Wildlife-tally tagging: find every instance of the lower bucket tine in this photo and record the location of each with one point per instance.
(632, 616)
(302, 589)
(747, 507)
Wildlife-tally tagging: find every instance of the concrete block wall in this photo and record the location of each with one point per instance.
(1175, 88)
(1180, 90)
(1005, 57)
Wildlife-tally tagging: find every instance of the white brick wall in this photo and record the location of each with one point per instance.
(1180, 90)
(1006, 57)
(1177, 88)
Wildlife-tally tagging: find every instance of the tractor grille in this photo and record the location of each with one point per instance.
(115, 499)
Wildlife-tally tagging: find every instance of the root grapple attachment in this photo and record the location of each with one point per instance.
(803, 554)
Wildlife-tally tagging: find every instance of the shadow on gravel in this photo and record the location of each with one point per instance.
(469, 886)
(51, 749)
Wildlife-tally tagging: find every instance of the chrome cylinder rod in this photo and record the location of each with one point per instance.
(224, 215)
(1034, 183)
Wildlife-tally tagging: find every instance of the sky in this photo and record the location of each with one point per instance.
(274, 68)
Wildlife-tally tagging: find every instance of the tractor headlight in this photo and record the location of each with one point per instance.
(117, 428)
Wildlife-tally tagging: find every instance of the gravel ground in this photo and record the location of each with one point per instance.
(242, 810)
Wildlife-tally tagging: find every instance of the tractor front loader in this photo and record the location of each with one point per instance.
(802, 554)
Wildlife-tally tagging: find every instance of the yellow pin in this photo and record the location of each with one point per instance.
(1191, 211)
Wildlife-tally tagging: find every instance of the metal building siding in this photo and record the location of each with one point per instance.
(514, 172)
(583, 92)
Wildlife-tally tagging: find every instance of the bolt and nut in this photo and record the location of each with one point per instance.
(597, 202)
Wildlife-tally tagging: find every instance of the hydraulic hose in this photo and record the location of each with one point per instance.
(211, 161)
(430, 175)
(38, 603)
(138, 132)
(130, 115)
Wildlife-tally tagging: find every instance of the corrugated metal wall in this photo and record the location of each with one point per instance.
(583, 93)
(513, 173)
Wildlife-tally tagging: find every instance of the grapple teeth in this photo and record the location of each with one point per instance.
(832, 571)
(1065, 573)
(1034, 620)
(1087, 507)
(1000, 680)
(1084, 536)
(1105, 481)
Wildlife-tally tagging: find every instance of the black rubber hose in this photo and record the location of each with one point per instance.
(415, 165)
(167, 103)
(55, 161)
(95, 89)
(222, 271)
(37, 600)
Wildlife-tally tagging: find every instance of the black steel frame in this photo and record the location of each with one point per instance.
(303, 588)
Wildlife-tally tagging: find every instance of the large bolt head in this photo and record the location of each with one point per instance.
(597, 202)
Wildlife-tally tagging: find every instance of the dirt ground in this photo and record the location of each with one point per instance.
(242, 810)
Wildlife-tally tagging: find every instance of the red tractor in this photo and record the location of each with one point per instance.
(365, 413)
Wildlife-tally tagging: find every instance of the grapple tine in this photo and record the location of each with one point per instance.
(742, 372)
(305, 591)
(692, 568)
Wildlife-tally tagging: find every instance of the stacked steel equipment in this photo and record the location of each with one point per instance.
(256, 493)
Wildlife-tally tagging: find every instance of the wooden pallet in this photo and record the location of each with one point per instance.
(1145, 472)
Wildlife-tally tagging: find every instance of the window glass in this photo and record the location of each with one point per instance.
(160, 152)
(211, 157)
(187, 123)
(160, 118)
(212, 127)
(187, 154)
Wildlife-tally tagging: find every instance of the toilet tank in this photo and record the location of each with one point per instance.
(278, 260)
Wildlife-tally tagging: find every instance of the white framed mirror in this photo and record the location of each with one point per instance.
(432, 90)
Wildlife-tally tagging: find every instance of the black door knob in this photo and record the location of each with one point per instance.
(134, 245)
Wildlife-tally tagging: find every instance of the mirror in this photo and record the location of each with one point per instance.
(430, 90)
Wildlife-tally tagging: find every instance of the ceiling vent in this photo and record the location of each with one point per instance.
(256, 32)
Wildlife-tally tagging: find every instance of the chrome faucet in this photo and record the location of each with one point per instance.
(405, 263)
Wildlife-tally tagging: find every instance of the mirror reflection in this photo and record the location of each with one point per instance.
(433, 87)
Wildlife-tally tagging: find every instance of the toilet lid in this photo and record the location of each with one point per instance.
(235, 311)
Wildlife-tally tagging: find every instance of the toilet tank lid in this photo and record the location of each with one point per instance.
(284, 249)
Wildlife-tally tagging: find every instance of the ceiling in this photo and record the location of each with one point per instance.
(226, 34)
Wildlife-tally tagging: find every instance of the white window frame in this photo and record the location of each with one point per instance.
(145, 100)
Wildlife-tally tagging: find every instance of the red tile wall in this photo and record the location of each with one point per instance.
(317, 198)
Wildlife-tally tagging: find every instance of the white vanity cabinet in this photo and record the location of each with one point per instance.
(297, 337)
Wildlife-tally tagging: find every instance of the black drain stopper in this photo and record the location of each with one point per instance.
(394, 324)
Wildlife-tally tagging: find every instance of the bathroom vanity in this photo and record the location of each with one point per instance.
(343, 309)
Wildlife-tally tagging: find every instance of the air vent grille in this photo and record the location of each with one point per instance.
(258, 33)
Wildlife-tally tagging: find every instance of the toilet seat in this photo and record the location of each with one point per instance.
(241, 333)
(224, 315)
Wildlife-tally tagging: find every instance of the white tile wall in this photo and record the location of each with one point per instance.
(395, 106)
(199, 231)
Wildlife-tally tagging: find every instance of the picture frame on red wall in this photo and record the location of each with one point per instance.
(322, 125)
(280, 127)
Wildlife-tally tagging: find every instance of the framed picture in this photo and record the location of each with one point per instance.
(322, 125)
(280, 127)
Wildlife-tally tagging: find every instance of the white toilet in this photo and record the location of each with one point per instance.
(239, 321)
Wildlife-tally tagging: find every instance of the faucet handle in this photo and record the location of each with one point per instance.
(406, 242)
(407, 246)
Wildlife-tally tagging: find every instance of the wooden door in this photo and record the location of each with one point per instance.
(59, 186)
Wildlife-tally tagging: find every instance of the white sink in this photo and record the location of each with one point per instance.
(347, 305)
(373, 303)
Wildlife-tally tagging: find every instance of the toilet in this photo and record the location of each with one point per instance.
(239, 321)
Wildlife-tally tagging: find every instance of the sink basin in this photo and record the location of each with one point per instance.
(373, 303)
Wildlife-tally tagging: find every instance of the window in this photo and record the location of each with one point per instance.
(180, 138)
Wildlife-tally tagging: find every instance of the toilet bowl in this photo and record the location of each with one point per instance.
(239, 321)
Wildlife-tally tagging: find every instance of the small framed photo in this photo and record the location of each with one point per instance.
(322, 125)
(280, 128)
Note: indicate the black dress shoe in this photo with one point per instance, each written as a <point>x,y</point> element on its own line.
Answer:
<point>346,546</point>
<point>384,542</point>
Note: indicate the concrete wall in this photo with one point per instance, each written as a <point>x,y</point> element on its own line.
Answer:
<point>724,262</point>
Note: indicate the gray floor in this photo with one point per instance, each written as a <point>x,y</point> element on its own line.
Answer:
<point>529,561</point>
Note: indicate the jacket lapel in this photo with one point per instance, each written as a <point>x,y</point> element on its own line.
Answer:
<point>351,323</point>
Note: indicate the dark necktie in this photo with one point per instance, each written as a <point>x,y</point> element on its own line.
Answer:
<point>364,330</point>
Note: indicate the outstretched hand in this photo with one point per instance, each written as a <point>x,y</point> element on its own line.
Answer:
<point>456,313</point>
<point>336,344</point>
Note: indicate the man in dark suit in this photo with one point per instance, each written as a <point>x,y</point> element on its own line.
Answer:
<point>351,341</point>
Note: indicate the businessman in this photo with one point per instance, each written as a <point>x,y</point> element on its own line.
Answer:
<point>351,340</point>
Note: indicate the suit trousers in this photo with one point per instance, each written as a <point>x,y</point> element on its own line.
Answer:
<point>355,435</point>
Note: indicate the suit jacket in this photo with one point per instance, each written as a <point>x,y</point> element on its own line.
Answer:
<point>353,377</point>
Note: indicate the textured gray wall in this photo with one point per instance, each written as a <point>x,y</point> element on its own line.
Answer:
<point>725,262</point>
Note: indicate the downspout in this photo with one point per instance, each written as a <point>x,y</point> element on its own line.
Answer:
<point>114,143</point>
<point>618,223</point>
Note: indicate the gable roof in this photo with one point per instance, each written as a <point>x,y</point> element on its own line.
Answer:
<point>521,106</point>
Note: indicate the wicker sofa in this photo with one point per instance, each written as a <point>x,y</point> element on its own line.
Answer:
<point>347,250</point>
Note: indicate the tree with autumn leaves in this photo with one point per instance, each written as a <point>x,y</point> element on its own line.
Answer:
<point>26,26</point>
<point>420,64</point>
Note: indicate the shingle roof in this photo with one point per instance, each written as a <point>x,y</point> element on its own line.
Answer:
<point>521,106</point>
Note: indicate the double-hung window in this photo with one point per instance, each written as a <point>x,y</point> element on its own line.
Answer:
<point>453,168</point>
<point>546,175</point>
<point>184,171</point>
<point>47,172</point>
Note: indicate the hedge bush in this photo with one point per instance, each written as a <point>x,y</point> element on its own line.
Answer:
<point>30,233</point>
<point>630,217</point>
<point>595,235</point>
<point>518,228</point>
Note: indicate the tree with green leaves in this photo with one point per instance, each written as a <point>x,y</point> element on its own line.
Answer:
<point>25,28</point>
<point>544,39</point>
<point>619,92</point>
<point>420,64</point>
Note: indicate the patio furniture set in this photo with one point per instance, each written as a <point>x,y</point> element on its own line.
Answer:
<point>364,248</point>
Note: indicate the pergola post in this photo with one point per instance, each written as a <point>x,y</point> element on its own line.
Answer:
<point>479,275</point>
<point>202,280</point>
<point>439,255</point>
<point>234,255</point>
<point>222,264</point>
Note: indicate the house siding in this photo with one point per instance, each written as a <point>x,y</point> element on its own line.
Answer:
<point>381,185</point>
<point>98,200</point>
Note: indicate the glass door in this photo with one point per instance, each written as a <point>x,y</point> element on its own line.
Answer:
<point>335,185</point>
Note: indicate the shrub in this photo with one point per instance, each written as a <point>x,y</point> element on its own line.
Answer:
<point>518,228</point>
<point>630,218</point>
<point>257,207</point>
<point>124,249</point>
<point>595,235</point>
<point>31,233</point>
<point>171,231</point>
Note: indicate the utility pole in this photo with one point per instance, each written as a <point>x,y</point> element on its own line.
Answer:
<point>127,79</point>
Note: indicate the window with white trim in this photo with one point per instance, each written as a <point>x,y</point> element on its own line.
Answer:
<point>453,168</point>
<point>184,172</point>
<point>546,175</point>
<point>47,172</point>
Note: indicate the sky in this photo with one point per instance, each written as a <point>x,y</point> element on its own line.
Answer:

---

**Aim of the task**.
Look above for the line containing "Note: indicate the house"; copy from it through the last line, exactly, and nothing more.

**Answer in full**.
Note: indicate the house siding in this photo with one point per instance, each written as a <point>x,y</point> element on its own line.
Answer:
<point>381,185</point>
<point>98,200</point>
Note: indicate the glass door in this photo with one point per instance, each written as a <point>x,y</point> element on its own line.
Answer:
<point>335,185</point>
Note: indicate the shrub in this photo with one point per instance, each written as a <point>x,y</point> element on its own line.
Answer:
<point>518,228</point>
<point>630,218</point>
<point>257,207</point>
<point>124,249</point>
<point>595,235</point>
<point>31,233</point>
<point>171,231</point>
Note: indicate the utility pole in this photo with one point per instance, each written as a <point>x,y</point> element on its own line.
Answer:
<point>127,79</point>
Note: indicate the window with white trim in this photo with one point per instance, each written as a <point>x,y</point> element on its own line.
Answer:
<point>453,168</point>
<point>184,172</point>
<point>546,175</point>
<point>47,172</point>
Note: indicate the sky in this photo with one point per instance, each written as a <point>x,y</point> element on its own line.
Answer:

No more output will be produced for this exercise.